-------- DOCUMENT EXTRACT --------
- Born: Terrence Howard Evans June 21, 1934 Sharon, Pennsylvania, U.S.
- Died: August 7, 2015 (aged 81) Burbank, California, U.S.
- Education: Carnegie Mellon University
- Occupations: Actor; Sculptor;
- Years active: 1957–2015
- Height: 6 ft 4 in (193 cm)
- Spouses: Paulette Rochelle-Levy; ; Heidi Rorick Evans ​(m. 2015)​
- Children: 2 (with Heidi)

= Terrence Evans =

American stage and screen actor

Terrence Howard Evans (June 21, 1934 – August 7, 2015) was an American film and stage actor. His parents met on the while coming to America from Britain in 1929.

==Career==
Between 1957 and 1965, Evans worked on stages all over the United States performing in repertory theatre. In 1965, he first came to Los Angeles to appear in the television series Gunsmoke. Since then he has appeared in numerous television and movie roles.

Evans appeared in both Star Trek: Deep Space Nine and Star Trek: Voyager. His first appearance in Deep Space Nine was in the first-season episode "Progress", in which he played the mute farmhand Baltrim. Later he appeared in the episode "Cardassians" as Proka Migdal, the adoptive father of a Cardassian boy.
--------
| EXERCISE TASKS |
**1)** According to the Terrence Evans biography, in what year did Evans first come to Los Angeles, and for which television series?
**2)** Reproduce the stretch of the Terrence Evans biography from "American stage and" through "a Cardassian boy.".
-------- EXCERPTED DATA --------
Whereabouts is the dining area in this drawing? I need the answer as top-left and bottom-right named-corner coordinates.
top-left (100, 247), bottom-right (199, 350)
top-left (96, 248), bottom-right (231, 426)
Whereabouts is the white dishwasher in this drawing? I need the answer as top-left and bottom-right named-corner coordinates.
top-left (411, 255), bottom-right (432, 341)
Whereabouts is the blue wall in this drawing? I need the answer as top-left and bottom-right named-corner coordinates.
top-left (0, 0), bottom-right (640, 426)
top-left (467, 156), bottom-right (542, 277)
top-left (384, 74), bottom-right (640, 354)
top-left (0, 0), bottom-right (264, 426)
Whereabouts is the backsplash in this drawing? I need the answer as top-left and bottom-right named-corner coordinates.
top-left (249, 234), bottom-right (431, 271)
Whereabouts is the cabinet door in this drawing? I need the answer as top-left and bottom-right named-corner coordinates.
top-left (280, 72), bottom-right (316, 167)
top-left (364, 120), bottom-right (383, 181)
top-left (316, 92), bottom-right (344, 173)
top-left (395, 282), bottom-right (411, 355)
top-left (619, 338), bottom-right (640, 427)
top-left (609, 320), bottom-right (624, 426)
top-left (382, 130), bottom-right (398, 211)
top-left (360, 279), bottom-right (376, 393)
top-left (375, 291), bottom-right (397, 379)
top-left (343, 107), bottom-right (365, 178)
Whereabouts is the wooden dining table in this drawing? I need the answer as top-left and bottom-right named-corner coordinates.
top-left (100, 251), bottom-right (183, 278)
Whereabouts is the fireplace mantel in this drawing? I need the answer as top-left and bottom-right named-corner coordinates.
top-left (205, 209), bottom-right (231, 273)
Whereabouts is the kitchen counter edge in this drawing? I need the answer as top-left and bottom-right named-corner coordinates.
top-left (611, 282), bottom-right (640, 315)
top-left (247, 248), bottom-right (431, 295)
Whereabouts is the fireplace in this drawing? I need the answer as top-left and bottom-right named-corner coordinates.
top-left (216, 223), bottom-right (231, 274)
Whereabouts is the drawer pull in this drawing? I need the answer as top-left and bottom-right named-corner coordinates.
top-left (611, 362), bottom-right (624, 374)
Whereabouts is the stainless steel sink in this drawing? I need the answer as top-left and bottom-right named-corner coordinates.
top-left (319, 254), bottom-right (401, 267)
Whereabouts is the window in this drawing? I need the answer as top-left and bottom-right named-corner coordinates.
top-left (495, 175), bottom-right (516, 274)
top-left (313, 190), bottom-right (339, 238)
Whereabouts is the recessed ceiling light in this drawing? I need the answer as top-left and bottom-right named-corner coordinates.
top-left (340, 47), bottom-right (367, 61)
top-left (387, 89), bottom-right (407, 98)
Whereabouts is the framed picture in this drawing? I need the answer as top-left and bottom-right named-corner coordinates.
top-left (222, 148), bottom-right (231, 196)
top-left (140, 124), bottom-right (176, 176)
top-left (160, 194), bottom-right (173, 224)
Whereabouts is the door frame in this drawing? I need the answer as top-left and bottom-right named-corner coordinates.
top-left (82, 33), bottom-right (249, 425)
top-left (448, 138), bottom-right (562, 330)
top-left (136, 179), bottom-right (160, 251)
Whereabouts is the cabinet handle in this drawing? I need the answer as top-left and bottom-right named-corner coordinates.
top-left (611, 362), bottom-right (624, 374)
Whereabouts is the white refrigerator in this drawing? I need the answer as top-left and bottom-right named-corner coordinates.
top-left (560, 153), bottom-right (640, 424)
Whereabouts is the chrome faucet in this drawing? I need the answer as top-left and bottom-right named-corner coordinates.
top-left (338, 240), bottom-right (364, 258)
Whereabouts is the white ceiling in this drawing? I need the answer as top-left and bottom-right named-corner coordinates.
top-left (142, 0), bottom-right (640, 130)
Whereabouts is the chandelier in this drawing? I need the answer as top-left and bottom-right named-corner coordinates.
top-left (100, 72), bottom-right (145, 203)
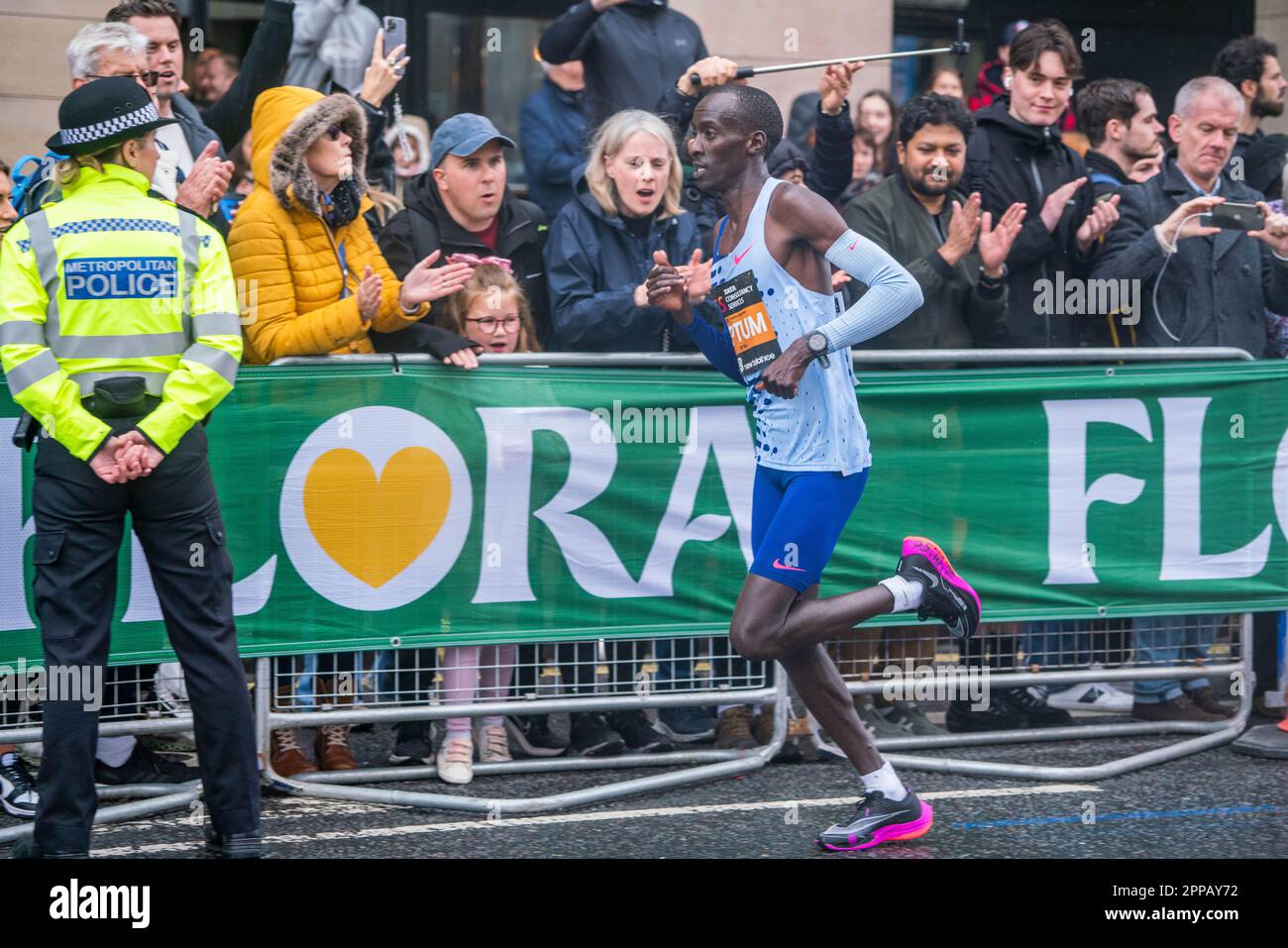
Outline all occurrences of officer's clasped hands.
[89,432,164,484]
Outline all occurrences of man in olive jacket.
[844,94,1024,363]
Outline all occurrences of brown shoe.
[716,704,759,751]
[1130,694,1225,721]
[1185,685,1235,719]
[313,724,358,771]
[270,728,318,777]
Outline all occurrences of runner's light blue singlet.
[711,177,872,475]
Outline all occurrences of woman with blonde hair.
[545,110,711,352]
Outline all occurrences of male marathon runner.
[648,85,980,850]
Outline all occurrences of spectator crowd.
[0,0,1288,815]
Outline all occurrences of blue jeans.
[1132,616,1225,704]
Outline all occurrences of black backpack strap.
[963,126,993,194]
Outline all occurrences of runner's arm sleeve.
[0,220,112,461]
[819,229,923,352]
[138,222,242,454]
[677,303,747,387]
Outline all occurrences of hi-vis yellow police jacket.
[0,164,242,461]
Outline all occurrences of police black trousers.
[33,419,259,853]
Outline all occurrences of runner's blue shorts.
[747,464,871,592]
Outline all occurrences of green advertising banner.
[0,362,1288,662]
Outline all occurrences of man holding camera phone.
[1092,76,1288,721]
[1092,76,1288,358]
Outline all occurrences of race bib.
[712,270,783,382]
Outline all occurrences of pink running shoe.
[814,790,935,853]
[896,537,980,639]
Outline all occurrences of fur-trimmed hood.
[250,85,368,216]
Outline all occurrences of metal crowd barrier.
[0,347,1253,844]
[255,636,787,816]
[257,347,1252,815]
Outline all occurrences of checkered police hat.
[46,76,179,156]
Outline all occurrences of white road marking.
[94,784,1100,857]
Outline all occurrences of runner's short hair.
[707,84,783,161]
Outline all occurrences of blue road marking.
[953,803,1288,829]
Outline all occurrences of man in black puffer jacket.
[537,0,707,139]
[373,112,550,352]
[965,21,1118,348]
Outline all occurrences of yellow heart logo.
[304,447,452,588]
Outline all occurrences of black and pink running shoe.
[896,537,980,639]
[814,790,935,853]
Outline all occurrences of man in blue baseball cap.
[373,112,550,352]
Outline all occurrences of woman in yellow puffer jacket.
[228,86,478,369]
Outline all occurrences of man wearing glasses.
[103,0,293,215]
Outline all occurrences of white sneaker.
[434,737,474,784]
[474,724,514,764]
[1047,682,1133,715]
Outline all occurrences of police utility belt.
[13,374,161,451]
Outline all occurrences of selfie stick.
[690,20,970,85]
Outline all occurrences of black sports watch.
[805,330,831,369]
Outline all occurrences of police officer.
[0,77,262,857]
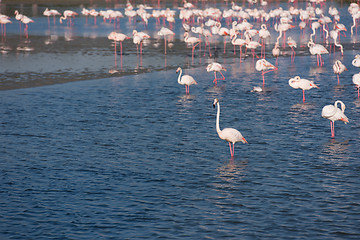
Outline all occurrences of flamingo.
[158,27,175,55]
[321,100,349,138]
[0,15,11,37]
[60,10,79,25]
[231,33,246,62]
[176,67,197,94]
[351,54,360,67]
[353,72,360,98]
[287,37,296,62]
[133,29,150,55]
[184,32,200,60]
[308,39,329,66]
[333,60,347,84]
[272,42,280,65]
[289,76,319,103]
[20,16,34,38]
[255,58,277,86]
[206,62,226,86]
[213,98,248,158]
[259,24,271,58]
[108,32,130,66]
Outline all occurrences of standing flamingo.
[289,76,319,103]
[255,58,277,86]
[353,72,360,98]
[272,42,280,65]
[184,32,200,61]
[308,39,329,67]
[21,16,34,38]
[333,60,347,85]
[231,33,246,62]
[259,24,271,58]
[351,54,360,67]
[158,27,175,55]
[321,100,349,138]
[60,10,79,25]
[206,62,226,86]
[287,37,296,62]
[213,98,248,158]
[108,32,130,67]
[176,67,197,94]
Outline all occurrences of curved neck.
[216,102,221,133]
[178,69,182,83]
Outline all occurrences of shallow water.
[0,0,360,239]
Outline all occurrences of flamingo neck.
[216,102,221,134]
[178,69,182,84]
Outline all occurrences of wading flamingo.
[158,27,175,55]
[206,62,226,86]
[255,58,277,86]
[289,76,319,103]
[321,100,349,138]
[213,98,248,158]
[333,60,347,85]
[353,73,360,98]
[351,54,360,67]
[176,67,197,94]
[308,39,329,67]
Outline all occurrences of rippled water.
[0,0,360,239]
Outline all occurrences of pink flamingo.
[206,62,226,86]
[333,60,347,85]
[255,58,277,86]
[321,100,349,138]
[289,76,319,103]
[176,67,197,94]
[213,98,248,158]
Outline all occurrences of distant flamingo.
[255,58,277,86]
[0,15,11,37]
[133,30,150,55]
[21,16,34,38]
[272,42,280,65]
[259,24,271,58]
[60,10,79,26]
[108,32,130,67]
[206,62,226,86]
[308,39,329,67]
[289,76,319,103]
[231,33,246,62]
[158,27,175,55]
[353,73,360,98]
[333,60,347,84]
[184,32,200,61]
[351,54,360,67]
[287,37,296,62]
[176,67,197,94]
[213,98,248,158]
[321,100,349,138]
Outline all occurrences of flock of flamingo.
[0,0,360,157]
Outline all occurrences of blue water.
[0,0,360,239]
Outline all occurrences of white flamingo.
[176,67,197,94]
[255,58,277,86]
[289,76,319,103]
[206,62,226,86]
[333,60,347,84]
[352,73,360,98]
[321,100,349,138]
[213,98,248,158]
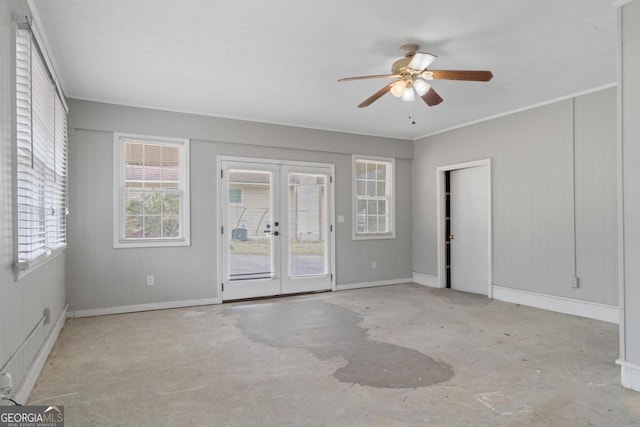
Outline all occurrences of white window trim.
[227,188,244,206]
[351,154,396,240]
[113,132,191,249]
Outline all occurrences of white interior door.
[449,166,491,295]
[219,161,332,300]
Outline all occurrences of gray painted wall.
[67,100,413,310]
[621,1,640,365]
[0,1,65,398]
[413,88,618,305]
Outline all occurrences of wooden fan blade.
[338,74,400,82]
[358,81,395,108]
[421,87,443,107]
[424,70,493,82]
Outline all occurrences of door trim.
[214,155,337,302]
[436,159,493,298]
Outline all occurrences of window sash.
[15,29,67,271]
[114,134,190,248]
[353,155,395,239]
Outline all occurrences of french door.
[219,159,333,300]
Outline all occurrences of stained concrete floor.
[29,284,640,426]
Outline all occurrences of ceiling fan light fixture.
[402,83,416,102]
[413,78,431,96]
[391,80,407,98]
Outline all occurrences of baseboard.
[13,304,69,403]
[616,360,640,391]
[67,298,222,318]
[492,286,620,324]
[336,278,413,291]
[413,271,442,288]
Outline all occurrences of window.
[15,25,67,277]
[229,188,242,205]
[114,133,190,248]
[353,156,395,240]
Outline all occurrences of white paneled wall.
[413,88,618,305]
[620,0,640,391]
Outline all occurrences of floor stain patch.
[226,300,453,388]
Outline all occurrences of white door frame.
[214,155,336,303]
[436,159,493,298]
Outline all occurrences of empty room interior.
[0,0,640,426]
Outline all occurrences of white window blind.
[16,29,67,270]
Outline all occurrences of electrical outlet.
[571,276,580,288]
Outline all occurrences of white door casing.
[449,166,490,295]
[437,159,492,298]
[218,156,335,300]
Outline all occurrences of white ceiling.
[34,0,617,139]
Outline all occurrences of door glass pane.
[225,169,274,280]
[289,173,327,276]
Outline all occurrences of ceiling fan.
[338,44,493,108]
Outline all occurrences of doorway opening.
[437,159,492,297]
[218,157,335,301]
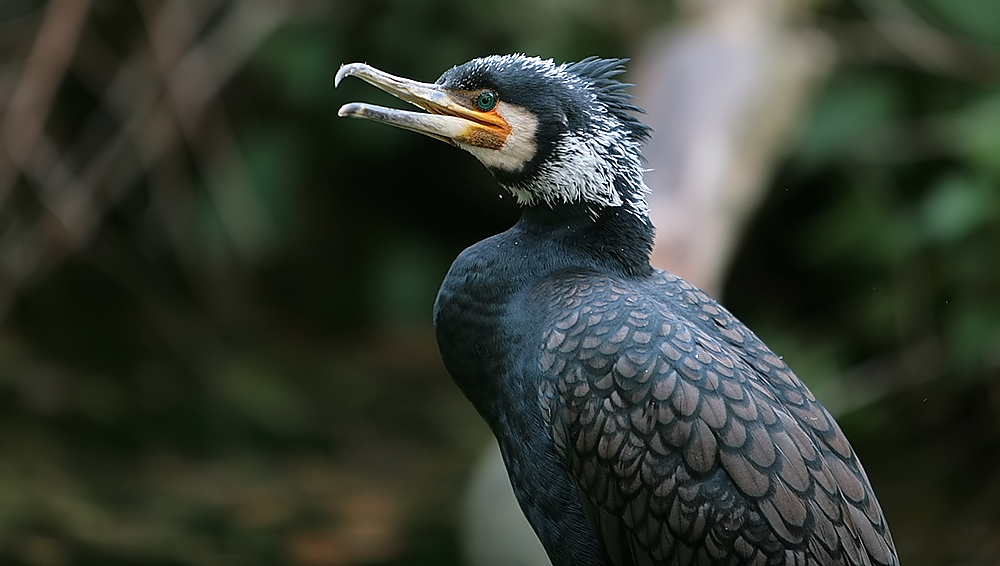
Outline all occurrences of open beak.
[333,63,510,149]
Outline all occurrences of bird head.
[335,55,650,217]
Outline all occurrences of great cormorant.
[336,55,898,566]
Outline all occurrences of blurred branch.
[637,1,833,296]
[0,0,288,318]
[0,0,90,210]
[858,0,1000,82]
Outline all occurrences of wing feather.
[538,272,898,566]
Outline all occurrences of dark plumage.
[338,55,898,566]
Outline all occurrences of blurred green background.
[0,0,1000,566]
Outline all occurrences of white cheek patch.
[460,102,538,173]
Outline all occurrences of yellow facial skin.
[334,63,511,150]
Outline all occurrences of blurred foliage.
[727,0,1000,564]
[0,0,1000,566]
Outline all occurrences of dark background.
[0,0,1000,566]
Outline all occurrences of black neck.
[517,203,653,276]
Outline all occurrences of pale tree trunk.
[463,0,833,566]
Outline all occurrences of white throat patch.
[459,101,538,173]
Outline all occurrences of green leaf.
[924,0,1000,42]
[921,175,998,243]
[954,93,1000,177]
[798,75,901,168]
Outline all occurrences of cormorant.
[335,55,898,566]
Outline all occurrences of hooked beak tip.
[333,63,365,88]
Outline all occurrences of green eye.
[476,90,498,112]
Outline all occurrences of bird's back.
[533,270,897,566]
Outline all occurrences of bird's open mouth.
[333,63,510,149]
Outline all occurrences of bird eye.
[476,90,498,112]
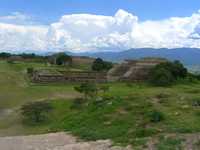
--------
| FINAL ANSWERS |
**1)** He came to Los Angeles in 1965 to appear in Gunsmoke.

**2)**
American stage and screen actor

Terrence Howard Evans (June 21, 1934 – August 7, 2015) was an American film and stage actor. His parents met on the while coming to America from Britain in 1929.

==Career==
Between 1957 and 1965, Evans worked on stages all over the United States performing in repertory theatre. In 1965, he first came to Los Angeles to appear in the television series Gunsmoke. Since then he has appeared in numerous television and movie roles.

Evans appeared in both Star Trek: Deep Space Nine and Star Trek: Voyager. His first appearance in Deep Space Nine was in the first-season episode "Progress", in which he played the mute farmhand Baltrim. Later he appeared in the episode "Cardassians" as Proka Migdal, the adoptive father of a Cardassian boy.